RECORDS SHOWN>
..............................

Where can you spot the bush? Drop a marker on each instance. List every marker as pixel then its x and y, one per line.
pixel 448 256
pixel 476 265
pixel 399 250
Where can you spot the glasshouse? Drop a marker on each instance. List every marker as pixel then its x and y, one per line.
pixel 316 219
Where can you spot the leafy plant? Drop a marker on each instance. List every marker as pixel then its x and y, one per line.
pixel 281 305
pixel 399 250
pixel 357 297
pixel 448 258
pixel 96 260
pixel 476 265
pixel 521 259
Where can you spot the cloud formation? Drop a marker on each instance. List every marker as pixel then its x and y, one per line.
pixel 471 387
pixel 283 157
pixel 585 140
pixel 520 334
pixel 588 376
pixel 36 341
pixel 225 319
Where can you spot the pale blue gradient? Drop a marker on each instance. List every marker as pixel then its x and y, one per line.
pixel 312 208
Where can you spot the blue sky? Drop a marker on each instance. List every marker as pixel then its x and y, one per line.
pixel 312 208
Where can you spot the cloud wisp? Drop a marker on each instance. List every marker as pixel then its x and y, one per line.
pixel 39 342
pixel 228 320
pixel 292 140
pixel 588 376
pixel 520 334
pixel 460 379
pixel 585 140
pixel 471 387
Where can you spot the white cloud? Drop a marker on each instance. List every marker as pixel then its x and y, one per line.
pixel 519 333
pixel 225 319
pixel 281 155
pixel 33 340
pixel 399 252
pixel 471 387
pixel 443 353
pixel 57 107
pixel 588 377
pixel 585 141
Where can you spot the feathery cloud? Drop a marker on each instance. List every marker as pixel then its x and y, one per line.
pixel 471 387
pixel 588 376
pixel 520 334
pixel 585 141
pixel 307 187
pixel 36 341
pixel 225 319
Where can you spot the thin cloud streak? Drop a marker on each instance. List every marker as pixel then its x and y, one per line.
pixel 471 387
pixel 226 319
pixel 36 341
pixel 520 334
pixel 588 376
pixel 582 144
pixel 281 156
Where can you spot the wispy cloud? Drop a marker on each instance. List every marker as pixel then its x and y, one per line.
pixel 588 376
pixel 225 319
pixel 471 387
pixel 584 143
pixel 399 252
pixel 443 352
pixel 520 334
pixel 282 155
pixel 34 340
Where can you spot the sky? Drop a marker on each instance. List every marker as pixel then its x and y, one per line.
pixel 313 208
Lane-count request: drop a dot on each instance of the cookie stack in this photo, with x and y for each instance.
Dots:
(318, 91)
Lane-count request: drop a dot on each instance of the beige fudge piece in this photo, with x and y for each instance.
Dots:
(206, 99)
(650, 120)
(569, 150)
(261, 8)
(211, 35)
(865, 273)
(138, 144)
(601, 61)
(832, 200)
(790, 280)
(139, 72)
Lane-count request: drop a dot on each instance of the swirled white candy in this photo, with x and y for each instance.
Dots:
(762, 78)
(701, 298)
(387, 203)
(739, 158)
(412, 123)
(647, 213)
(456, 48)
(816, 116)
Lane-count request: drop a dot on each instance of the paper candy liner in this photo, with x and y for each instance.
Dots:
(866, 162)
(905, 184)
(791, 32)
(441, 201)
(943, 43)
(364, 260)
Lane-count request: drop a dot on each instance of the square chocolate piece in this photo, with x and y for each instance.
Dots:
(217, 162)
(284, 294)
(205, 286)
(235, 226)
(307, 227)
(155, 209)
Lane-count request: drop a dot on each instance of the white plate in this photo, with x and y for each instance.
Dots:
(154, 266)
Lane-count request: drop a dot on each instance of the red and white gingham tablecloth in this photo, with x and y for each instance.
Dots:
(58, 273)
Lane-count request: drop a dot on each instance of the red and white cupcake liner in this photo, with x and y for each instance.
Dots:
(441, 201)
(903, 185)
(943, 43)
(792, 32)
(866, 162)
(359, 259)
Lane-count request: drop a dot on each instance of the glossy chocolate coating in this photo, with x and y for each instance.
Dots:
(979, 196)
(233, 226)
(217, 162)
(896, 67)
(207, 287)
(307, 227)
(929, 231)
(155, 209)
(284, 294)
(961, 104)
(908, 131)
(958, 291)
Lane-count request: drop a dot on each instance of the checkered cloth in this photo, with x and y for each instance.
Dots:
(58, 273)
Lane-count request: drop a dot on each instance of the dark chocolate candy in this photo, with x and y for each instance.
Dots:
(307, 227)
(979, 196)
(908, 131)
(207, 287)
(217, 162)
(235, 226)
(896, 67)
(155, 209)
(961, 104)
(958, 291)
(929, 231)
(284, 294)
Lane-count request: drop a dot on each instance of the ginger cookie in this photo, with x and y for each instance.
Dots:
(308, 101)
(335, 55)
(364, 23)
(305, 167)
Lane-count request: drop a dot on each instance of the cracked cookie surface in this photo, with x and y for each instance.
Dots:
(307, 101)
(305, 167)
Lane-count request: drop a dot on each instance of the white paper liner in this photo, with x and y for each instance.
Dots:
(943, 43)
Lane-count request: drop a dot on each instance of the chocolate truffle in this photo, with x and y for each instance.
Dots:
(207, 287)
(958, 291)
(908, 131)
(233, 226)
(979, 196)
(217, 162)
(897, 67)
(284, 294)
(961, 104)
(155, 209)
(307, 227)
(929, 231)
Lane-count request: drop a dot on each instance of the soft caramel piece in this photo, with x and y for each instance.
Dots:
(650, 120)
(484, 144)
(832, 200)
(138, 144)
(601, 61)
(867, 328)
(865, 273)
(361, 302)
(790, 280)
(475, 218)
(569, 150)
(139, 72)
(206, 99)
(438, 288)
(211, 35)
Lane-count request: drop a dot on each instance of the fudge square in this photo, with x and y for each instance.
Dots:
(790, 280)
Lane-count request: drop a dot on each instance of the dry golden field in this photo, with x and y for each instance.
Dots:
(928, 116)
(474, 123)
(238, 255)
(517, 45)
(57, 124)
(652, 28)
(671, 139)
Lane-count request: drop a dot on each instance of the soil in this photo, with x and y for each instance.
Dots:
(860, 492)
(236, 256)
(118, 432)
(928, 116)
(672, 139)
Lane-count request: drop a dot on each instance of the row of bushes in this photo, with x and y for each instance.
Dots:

..............................

WHAT THIS TASK INVOLVES> All records are to be retyped exactly. None may be omitted.

EXERCISE ANSWER>
Where can you spot the bush? Drop a marker on each instance. List every marker as pixel then its x and y, one per line.
pixel 448 256
pixel 476 265
pixel 399 250
Where can you spot the glasshouse? Drop a marker on each instance. List every marker as pixel then its x and y, one per line.
pixel 316 219
Where can you spot the leafy plant? Drop a marker on each instance. List every marker as pixel then its x and y, one per line.
pixel 281 305
pixel 399 250
pixel 357 297
pixel 448 258
pixel 96 260
pixel 476 265
pixel 521 259
Where can you spot the cloud formation? Drop a marker on each instance. List every marker as pixel then its x and y, one per line.
pixel 471 387
pixel 283 157
pixel 585 140
pixel 520 334
pixel 588 376
pixel 36 341
pixel 225 319
Where can you spot the pale blue gradient? Drop a marker on each instance. List every marker as pixel then its x and y, one per line.
pixel 312 208
Where can you spot the blue sky? Drop a marker on each instance. List every marker as pixel then its x and y, one per line.
pixel 312 208
Where can you spot the cloud wisp? Drop a marker on each instance. List every marker as pixel then its x and y, one per line.
pixel 39 342
pixel 228 320
pixel 292 140
pixel 588 376
pixel 520 334
pixel 460 379
pixel 585 140
pixel 471 387
Where can you spot the white cloud? Drop a marker on each instance. List every marker as pixel then its x and y, one per line.
pixel 519 333
pixel 225 319
pixel 281 155
pixel 33 340
pixel 399 252
pixel 471 387
pixel 443 353
pixel 57 107
pixel 588 377
pixel 585 141
Where can you spot the feathery cloud? Drop a marker on each instance. List every marker as pixel then its x and y, one per line.
pixel 471 387
pixel 588 376
pixel 520 334
pixel 585 141
pixel 307 187
pixel 36 341
pixel 225 319
Where can you spot the thin cloud streak? Drop a marker on each instance. List every marker as pixel then its x and y, one per line.
pixel 471 387
pixel 226 319
pixel 36 341
pixel 520 334
pixel 588 376
pixel 582 144
pixel 281 156
Where can you spot the wispy cloud? Drop a marker on each instance. List every marker as pixel then its x and y, one per line.
pixel 588 376
pixel 225 319
pixel 471 387
pixel 584 143
pixel 399 252
pixel 443 352
pixel 520 334
pixel 282 155
pixel 34 340
Where can you spot the sky? Drop a marker on each instance. List every marker as pixel then its x and y, one per line.
pixel 313 208
Lane-count request: drop a dot on each instance of the cookie stack in this photo, with x and y for each instance.
Dots:
(318, 91)
Lane-count request: drop a dot on each instance of the beige fudge piece in this photo, with x and y for each instance.
Dots:
(206, 99)
(650, 120)
(569, 150)
(261, 8)
(211, 35)
(865, 273)
(138, 144)
(601, 61)
(832, 200)
(790, 280)
(139, 72)
Lane-count request: drop a dot on each instance of the swirled white candy in this photo, with x and y for each instance.
Dots:
(762, 78)
(701, 298)
(387, 203)
(739, 158)
(412, 123)
(647, 213)
(456, 48)
(816, 116)
Lane-count request: drop a dot on each instance of the paper candy liner in this photo, with x and y for each instance.
Dots:
(866, 162)
(905, 184)
(791, 32)
(441, 201)
(943, 43)
(364, 260)
Lane-count request: drop a dot on each instance of the square chocolate piece in this photo, with x and y for each instance.
Dots:
(217, 162)
(284, 294)
(205, 286)
(235, 226)
(307, 227)
(155, 209)
Lane-count request: drop a dot on each instance of the white plate in this photo, with x and y for each instance.
Dots:
(154, 266)
Lane-count request: drop a dot on each instance of the red and white gingham tablecloth in this photo, with x and y for each instance.
Dots:
(58, 273)
Lane-count request: drop a dot on each instance of the red and white cupcake liner in this photo, with x and y for each instance.
Dots:
(441, 201)
(903, 185)
(943, 43)
(792, 32)
(866, 162)
(359, 259)
Lane-count request: drop a dot on each instance of the glossy chocolate coating in this photo, with x and y for each instance.
Dots:
(979, 196)
(233, 226)
(217, 162)
(896, 67)
(207, 287)
(307, 227)
(929, 231)
(155, 209)
(284, 294)
(961, 104)
(908, 131)
(958, 291)
Lane-count request: drop a dot on each instance of the checkered cloth in this photo, with x and y for each instance.
Dots:
(58, 273)
Lane-count request: drop a dot on each instance of the dark chocolate candy in this photo, with x and y for each instance.
Dots:
(307, 227)
(979, 196)
(908, 131)
(207, 287)
(217, 162)
(235, 226)
(896, 67)
(155, 209)
(961, 104)
(958, 291)
(929, 231)
(284, 294)
Lane-count request: drop a dot on each instance of the ginger cookie in this photo, with x and y for each instance.
Dots:
(308, 101)
(335, 55)
(364, 23)
(305, 167)
Lane-count request: drop a dot on each instance of the cracked cookie surface in this photo, with x and y for each instance.
Dots:
(307, 101)
(305, 167)
Lane-count request: drop a dot on each instance of the white paper liner in this photo, with x and y for each instance.
Dots:
(943, 43)
Lane-count request: drop a dot on each instance of the chocolate truffle in this photo, with x and y for each instance.
Dots:
(207, 287)
(958, 291)
(908, 131)
(233, 226)
(979, 196)
(217, 162)
(897, 67)
(284, 294)
(961, 104)
(155, 209)
(307, 227)
(929, 231)
Lane-count request: drop a dot on each instance of the soft caramel piece in this photo, with x and y for each instance.
Dots:
(650, 120)
(484, 144)
(832, 200)
(138, 144)
(601, 61)
(867, 328)
(865, 273)
(361, 302)
(790, 280)
(475, 218)
(569, 150)
(139, 72)
(206, 99)
(438, 288)
(211, 35)
Lane-count request: drop a dot on each instance of the fudge square in this photo, with x and y for each instance.
Dots:
(790, 280)
Lane-count request: drop a dot on each instance of the dry golden field in this photo, with x and y for each instance.
Dots:
(928, 116)
(474, 123)
(238, 255)
(517, 45)
(57, 124)
(652, 28)
(671, 139)
Lane-count request: drop a dot on each instance of the soil in this photo, with x and y for each instance.
Dots:
(860, 492)
(236, 256)
(118, 432)
(928, 116)
(672, 139)
Lane-count request: drop a dot on each instance of the row of bushes in this photo, with x and y for each instance.
Dots:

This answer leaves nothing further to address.